TASK TO COMPLETE:
Rewrite the records from the line containing "the deer's head." down through the line containing "[122, 212, 150, 279]", both lines included, as a two-column CSV with the header row text,answer. Give one row per record, holding its text and its answer, each in a single quoted field with line breaks replaced by spaces.

STORED DATA:
[start]

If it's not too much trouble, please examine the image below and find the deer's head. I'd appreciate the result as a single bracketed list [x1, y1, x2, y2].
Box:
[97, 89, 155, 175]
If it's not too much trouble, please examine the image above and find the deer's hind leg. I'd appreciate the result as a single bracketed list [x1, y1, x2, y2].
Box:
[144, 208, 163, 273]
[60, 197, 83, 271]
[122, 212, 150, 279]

[end]
[start]

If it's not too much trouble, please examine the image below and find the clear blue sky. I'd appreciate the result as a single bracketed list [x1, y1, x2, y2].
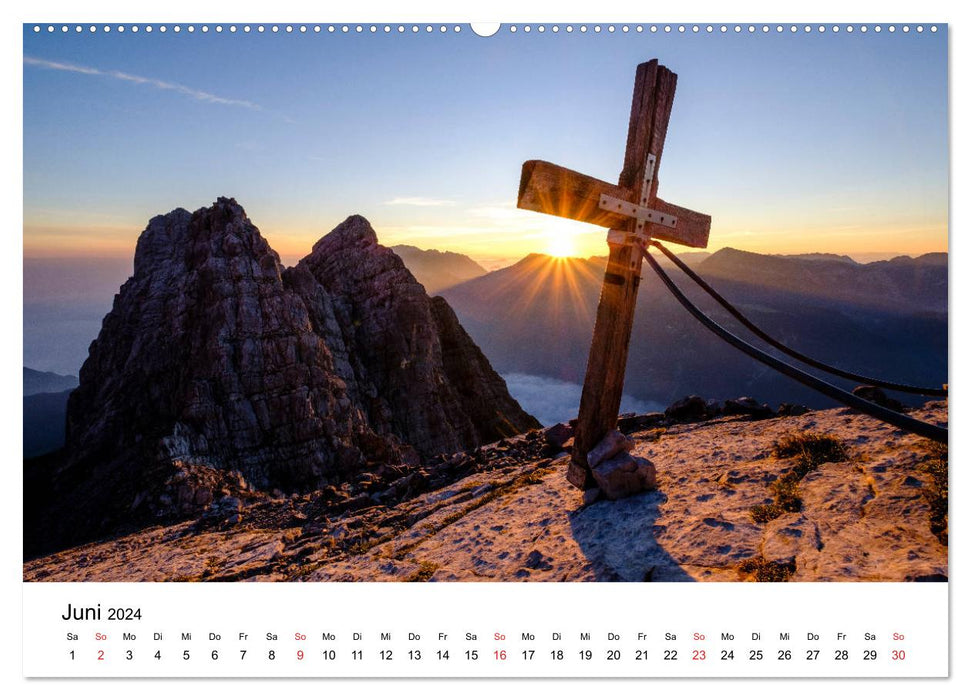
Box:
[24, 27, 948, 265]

[end]
[start]

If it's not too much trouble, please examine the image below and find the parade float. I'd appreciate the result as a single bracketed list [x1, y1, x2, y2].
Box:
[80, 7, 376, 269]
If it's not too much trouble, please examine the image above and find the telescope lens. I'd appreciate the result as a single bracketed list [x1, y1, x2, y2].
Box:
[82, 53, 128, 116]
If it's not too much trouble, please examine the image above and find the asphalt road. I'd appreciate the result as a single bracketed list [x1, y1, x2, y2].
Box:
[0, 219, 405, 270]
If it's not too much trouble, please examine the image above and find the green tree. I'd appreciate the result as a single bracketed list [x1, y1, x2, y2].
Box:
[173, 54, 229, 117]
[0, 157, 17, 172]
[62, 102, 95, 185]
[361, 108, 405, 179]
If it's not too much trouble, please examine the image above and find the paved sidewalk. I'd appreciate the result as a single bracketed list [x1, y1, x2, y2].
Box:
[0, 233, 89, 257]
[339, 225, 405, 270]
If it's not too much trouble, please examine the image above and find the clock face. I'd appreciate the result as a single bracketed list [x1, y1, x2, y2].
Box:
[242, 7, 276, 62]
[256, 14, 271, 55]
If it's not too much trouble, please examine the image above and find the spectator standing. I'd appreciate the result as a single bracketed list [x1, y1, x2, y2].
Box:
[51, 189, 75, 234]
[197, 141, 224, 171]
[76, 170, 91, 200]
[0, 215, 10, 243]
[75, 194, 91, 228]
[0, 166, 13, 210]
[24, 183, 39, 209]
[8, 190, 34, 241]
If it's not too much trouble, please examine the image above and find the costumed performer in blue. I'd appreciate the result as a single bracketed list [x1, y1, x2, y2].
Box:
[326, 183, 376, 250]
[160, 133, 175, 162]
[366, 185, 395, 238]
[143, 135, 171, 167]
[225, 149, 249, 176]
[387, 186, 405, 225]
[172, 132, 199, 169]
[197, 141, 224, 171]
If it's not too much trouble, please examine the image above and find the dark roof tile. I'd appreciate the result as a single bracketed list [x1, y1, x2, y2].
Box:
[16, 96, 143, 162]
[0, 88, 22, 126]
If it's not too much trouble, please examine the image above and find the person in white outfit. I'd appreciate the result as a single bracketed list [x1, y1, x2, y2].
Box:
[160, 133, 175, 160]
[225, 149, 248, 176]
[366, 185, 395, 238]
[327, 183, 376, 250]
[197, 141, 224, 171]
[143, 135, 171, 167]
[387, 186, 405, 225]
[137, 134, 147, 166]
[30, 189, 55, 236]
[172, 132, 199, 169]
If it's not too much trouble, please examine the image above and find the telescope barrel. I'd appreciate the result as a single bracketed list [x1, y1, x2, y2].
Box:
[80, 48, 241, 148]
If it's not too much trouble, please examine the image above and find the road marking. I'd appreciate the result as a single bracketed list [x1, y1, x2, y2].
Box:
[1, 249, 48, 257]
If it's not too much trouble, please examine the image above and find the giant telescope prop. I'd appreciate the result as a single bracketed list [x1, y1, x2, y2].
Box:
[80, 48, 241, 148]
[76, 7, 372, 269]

[end]

COMPLETE RESPONSE:
text,answer
"If it's not too much trouble, please examine the image below and find the deer's head. I'd appreciate the result as a single bracketed list [x1, y1, x2, y2]. Box:","[97, 89, 155, 175]"
"If it's not too much trouble, please examine the image above and find the deer's hind leg. I'd appreciate the result as a single bracketed list [x1, y1, x2, y2]. Box:","[144, 208, 163, 273] [60, 197, 83, 271] [122, 212, 150, 279]"